*DOCUMENT TEXT:*
=== Section Start ===
# day 1 set up & web scraping

In [2]:
pip install pandas

Collecting pandasNote: you may need to restart the kernel to use updated packages.

  Using cached pandas-2.2.3-cp39-cp39-win_amd64.whl.metadata (19 kB)
Collecting numpy>=1.22.4 (from pandas)
  Using cached numpy-2.0.2-cp39-cp39-win_amd64.whl.metadata (59 kB)
Collecting pytz>=2020.1 (from pandas)
  Using cached pytz-2025.1-py2.py3-none-any.whl.metadata (22 kB)
Collecting tzdata>=2022.7 (from pandas)
  Using cached tzdata-2025.1-py2.py3-none-any.whl.metadata (1.4 kB)
Using cached pandas-2.2.3-cp39-cp39-win_amd64.whl (11.6 MB)
Using cached numpy-2.0.2-cp39-cp39-win_amd64.whl (15.9 MB)
Using cached pytz-2025.1-py2.py3-none-any.whl (507 kB)
Using cached tzdata-2025.1-py2.py3-none-any.whl (346 kB)
Installing collected packages: pytz, tzdata, numpy, pandas
Successfully installed numpy-2.0.2 pandas-2.2.3 pytz-2025.1 tzdata-2025.1


In [3]:
import requests
import pandas as pd
import time
import json

# Using Jikan API v4 (MyAnimeList unofficial API)
=== Section End ===
*EXERCISES:*
a) Rewrite the stretch of the notebook excerpt from "Collecting pandasNote: you" through "tzdata-2025.1-py2.py3-none-any.whl (346 kB)", putting "Downloading" wherever "Using cached" appears.
b) According to the notebook excerpt, which API is being used?
c) Write the next part of the notebook excerpt, picking up after its final line.

*EXTRACTED INFORMATION:*
=== Section Start ===
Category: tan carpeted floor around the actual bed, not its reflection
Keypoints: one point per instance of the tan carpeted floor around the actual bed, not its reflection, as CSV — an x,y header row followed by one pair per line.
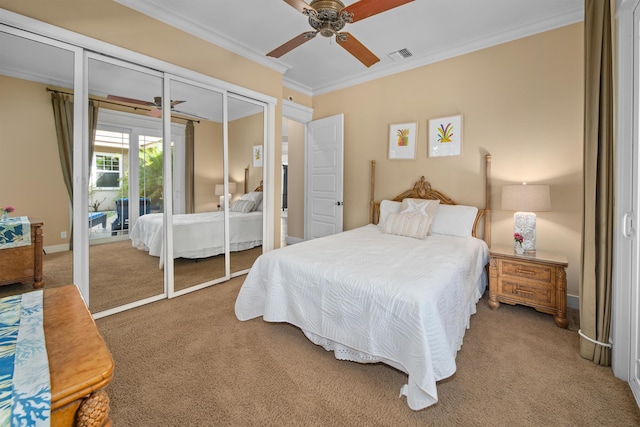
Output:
x,y
189,362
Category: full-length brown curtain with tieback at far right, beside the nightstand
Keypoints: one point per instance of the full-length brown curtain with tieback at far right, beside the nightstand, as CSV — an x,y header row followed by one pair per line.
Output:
x,y
597,232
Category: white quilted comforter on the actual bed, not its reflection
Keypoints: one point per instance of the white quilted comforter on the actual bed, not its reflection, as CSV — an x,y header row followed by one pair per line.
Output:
x,y
370,297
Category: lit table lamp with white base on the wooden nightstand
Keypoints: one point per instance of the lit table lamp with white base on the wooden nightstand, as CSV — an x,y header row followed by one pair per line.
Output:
x,y
525,200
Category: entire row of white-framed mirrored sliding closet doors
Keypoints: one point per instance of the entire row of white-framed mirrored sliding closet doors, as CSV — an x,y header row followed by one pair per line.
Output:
x,y
165,164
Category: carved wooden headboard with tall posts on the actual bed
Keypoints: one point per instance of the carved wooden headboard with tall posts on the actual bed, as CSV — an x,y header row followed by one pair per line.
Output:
x,y
422,190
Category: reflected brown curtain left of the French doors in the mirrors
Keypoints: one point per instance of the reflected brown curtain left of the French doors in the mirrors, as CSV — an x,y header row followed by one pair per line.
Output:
x,y
63,117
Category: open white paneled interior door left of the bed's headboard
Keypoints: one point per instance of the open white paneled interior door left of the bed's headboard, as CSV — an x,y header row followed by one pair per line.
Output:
x,y
324,177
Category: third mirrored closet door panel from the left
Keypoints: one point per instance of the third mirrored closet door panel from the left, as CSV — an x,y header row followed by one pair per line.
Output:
x,y
199,226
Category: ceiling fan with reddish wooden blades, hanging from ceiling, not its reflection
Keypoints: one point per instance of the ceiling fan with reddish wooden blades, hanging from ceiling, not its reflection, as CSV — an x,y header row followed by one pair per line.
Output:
x,y
329,17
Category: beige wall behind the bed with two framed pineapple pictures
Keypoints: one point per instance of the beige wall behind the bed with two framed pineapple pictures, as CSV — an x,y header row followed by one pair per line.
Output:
x,y
520,101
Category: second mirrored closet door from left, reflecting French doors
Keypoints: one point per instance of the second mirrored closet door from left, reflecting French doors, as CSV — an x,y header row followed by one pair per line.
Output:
x,y
125,185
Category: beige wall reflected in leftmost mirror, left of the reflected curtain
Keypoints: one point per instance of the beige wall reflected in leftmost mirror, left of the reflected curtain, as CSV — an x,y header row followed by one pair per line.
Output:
x,y
31,178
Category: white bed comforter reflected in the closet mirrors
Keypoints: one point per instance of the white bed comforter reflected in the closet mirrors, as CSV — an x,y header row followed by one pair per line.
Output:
x,y
198,235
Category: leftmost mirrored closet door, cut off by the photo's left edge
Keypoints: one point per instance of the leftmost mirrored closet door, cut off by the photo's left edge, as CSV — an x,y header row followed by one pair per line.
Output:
x,y
35,141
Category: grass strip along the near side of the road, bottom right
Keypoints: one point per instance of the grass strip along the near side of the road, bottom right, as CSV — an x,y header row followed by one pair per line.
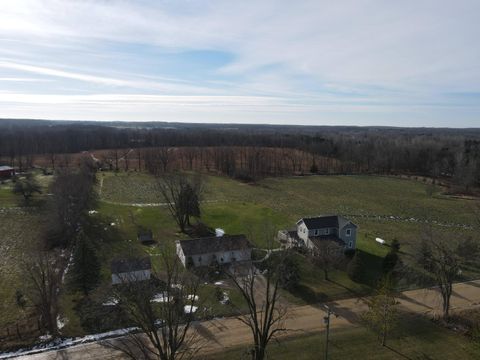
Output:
=== Section End ===
*TASK RESULTS:*
a)
Collecting pandasNote: you may need to restart the kernel to use updated packages.

  Downloading pandas-2.2.3-cp39-cp39-win_amd64.whl.metadata (19 kB)
Collecting numpy>=1.22.4 (from pandas)
  Downloading numpy-2.0.2-cp39-cp39-win_amd64.whl.metadata (59 kB)
Collecting pytz>=2020.1 (from pandas)
  Downloading pytz-2025.1-py2.py3-none-any.whl.metadata (22 kB)
Collecting tzdata>=2022.7 (from pandas)
  Downloading tzdata-2025.1-py2.py3-none-any.whl.metadata (1.4 kB)
Downloading pandas-2.2.3-cp39-cp39-win_amd64.whl (11.6 MB)
Downloading numpy-2.0.2-cp39-cp39-win_amd64.whl (15.9 MB)
Downloading pytz-2025.1-py2.py3-none-any.whl (507 kB)
Downloading tzdata-2025.1-py2.py3-none-any.whl (346 kB)

b) Jikan API v4, the unofficial MyAnimeList API.

c)
base_url = "https://api.jikan.moe/v4"

def get_anime_data(page=1, limit=25):
    """Get anime data from Jikan API with pagination"""
    endpoint = f"{base_url}/anime"
    params = {
        'page': page,
        'limit': limit,
        'order_by': 'popularity',
        'sort': 'asc'  # Most popular first
    }
    
    response = requests.get(endpoint, params=params)
    
    if response.status_code == 200:
        return response.json()
    else:
        print(f"Error: {response.status_code}")
        return None

# Fetch multiple pages (be mindful of rate limits)
all_anime = []
for page in range(1, 6):  # Fetching 5 pages (125 anime)
    print(f"Fetching page {page}...")
    data = get_anime_data(page=page)
    
    if data and 'data' in data:
        all_anime.extend(data['data'])
    else:
        print("Failed to fetch data")
        
    # Respect rate limiting (2 requests per second)
    time.sleep(0.5)

print(f"Total anime fetched: {len(all_anime)}")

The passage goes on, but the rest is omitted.